THE REQUEST:
How many of the lines below contain the string "sliding"? Case counts. Reply with the number alone.
[Begin GIVEN RECORDS]
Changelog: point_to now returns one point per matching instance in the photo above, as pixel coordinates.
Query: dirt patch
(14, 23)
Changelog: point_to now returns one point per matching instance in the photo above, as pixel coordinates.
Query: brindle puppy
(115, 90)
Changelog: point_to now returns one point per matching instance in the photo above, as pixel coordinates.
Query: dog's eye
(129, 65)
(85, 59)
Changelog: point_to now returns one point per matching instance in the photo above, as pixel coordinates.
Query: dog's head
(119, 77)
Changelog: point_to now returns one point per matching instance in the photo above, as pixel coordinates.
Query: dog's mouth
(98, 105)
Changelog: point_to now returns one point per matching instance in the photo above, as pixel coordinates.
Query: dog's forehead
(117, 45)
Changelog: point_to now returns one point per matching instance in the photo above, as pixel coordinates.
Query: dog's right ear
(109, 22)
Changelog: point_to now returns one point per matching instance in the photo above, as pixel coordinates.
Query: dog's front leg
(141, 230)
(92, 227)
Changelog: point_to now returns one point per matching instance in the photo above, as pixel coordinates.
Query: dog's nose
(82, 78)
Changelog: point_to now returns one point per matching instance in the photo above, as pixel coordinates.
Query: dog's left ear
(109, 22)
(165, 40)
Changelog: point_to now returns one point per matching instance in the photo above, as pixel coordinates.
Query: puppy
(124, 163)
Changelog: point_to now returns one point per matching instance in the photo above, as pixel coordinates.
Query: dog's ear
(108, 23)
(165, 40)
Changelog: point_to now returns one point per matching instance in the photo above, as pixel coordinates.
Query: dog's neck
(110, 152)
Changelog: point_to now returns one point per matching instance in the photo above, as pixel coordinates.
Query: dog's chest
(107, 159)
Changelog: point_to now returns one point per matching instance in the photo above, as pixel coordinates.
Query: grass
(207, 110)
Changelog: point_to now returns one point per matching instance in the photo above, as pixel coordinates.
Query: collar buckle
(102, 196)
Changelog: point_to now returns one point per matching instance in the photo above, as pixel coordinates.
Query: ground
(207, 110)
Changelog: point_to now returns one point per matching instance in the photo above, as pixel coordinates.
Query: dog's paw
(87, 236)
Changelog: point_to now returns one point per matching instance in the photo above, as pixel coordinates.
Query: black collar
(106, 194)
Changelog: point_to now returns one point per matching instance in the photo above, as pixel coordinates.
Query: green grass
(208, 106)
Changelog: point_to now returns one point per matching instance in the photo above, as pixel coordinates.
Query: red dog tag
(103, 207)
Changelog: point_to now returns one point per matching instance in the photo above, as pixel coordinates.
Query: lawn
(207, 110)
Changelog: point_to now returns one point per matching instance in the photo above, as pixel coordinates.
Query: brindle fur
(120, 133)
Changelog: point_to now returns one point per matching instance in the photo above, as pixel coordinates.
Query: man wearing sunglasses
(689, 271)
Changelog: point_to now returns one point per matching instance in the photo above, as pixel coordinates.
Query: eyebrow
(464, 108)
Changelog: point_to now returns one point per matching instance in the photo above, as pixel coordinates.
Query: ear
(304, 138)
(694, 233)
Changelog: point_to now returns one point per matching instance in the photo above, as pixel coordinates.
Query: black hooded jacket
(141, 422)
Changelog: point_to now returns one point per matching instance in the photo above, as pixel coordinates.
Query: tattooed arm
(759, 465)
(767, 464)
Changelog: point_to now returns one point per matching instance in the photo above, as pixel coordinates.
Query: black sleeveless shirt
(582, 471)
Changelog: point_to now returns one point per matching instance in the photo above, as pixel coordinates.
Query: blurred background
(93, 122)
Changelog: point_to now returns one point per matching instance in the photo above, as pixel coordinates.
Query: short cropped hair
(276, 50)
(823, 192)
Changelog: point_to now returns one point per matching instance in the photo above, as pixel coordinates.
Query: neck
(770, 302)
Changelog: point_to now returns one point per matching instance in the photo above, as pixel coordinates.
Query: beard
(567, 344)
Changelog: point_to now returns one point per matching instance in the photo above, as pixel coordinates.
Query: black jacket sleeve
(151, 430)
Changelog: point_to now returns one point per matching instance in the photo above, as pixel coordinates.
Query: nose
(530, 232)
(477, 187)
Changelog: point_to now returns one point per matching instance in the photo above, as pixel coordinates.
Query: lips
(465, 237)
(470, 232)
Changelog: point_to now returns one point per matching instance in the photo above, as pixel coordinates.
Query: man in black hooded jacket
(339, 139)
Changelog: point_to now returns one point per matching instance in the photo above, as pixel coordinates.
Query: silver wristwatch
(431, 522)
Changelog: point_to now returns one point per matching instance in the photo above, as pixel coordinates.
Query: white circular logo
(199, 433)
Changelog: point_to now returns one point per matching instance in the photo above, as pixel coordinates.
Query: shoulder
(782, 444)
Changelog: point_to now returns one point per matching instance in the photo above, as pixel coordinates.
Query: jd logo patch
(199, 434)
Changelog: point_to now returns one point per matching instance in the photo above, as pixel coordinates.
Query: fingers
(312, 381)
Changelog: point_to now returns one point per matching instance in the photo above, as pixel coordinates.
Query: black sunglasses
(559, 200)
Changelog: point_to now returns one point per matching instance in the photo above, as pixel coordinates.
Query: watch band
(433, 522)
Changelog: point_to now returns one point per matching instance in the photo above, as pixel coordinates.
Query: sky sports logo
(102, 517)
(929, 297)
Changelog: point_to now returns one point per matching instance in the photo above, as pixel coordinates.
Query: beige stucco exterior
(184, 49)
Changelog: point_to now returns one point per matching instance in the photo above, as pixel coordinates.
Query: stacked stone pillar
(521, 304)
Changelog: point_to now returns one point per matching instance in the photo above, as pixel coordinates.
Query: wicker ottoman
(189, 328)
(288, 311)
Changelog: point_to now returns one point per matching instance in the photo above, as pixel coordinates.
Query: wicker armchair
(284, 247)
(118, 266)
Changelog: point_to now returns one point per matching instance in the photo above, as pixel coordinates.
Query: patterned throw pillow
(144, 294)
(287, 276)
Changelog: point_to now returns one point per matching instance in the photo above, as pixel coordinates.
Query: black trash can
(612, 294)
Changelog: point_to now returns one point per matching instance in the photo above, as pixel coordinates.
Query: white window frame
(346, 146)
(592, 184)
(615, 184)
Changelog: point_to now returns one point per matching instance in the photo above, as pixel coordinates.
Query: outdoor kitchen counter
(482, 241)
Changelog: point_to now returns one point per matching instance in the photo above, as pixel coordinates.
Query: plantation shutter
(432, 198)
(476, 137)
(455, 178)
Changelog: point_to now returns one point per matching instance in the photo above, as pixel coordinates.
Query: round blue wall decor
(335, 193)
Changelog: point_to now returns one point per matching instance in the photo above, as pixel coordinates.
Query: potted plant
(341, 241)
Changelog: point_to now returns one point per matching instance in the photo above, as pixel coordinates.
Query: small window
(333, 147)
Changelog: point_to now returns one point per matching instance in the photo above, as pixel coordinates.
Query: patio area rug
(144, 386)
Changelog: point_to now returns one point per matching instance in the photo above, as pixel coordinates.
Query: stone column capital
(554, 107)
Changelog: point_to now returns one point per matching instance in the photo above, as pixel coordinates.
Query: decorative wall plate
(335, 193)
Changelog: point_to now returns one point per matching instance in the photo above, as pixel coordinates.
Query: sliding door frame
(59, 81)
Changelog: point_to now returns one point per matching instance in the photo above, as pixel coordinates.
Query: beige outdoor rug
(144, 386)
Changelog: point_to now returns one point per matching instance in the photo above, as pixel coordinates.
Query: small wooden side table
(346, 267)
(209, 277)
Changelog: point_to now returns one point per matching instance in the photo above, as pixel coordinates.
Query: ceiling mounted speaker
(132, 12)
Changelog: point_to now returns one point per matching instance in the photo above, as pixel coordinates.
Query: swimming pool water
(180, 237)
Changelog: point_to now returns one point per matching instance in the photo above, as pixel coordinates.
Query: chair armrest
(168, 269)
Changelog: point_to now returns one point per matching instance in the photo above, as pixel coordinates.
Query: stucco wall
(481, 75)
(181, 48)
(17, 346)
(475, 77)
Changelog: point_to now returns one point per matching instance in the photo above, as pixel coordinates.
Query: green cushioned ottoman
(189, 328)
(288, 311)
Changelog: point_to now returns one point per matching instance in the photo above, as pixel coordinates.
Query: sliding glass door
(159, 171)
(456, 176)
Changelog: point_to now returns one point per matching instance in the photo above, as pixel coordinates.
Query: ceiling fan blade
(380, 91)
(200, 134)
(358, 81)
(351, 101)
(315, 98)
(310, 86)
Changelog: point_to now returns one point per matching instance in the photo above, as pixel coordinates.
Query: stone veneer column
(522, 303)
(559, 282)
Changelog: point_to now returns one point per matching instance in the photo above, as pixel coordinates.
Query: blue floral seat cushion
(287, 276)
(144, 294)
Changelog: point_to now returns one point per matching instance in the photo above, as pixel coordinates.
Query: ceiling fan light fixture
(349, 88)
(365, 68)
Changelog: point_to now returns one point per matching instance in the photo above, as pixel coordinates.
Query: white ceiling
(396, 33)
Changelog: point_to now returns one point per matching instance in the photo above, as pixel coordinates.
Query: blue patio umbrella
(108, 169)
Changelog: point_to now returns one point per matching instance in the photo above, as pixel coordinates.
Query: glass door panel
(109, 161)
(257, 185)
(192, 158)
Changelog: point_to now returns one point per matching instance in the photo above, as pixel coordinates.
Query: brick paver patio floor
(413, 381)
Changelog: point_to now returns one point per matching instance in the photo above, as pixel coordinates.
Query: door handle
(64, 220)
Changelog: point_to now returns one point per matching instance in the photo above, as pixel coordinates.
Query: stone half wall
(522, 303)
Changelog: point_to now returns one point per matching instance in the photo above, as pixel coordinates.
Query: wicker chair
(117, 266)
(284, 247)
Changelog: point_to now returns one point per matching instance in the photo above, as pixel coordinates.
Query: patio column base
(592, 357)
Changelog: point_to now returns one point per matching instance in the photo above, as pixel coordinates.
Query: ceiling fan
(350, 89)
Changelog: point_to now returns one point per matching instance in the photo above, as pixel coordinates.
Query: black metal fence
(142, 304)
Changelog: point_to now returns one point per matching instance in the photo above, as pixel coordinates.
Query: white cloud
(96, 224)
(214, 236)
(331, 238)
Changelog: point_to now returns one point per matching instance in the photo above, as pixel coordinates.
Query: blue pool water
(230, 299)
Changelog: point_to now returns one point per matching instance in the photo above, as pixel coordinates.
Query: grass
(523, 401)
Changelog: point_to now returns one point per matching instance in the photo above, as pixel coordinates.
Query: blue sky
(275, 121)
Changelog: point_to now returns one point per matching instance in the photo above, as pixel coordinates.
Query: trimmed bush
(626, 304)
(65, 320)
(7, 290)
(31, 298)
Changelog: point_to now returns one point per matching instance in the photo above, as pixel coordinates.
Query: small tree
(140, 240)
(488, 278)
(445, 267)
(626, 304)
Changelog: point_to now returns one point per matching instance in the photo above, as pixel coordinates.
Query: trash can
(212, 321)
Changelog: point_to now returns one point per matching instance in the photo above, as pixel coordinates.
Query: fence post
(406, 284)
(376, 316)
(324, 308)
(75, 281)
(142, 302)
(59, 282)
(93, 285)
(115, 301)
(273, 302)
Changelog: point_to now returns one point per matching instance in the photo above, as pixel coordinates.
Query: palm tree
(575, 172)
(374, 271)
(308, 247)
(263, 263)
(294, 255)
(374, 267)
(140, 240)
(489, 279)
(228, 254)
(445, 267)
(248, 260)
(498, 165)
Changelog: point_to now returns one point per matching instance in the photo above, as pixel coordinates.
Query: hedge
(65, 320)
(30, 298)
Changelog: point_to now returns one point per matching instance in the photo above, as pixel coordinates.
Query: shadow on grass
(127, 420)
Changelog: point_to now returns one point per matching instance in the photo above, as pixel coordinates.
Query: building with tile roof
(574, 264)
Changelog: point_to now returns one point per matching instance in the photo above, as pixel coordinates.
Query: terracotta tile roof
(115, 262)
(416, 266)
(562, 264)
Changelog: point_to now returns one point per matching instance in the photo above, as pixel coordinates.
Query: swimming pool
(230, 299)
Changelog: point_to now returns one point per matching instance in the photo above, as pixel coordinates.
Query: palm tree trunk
[End GIVEN RECORDS]
RIGHT ANSWER:
2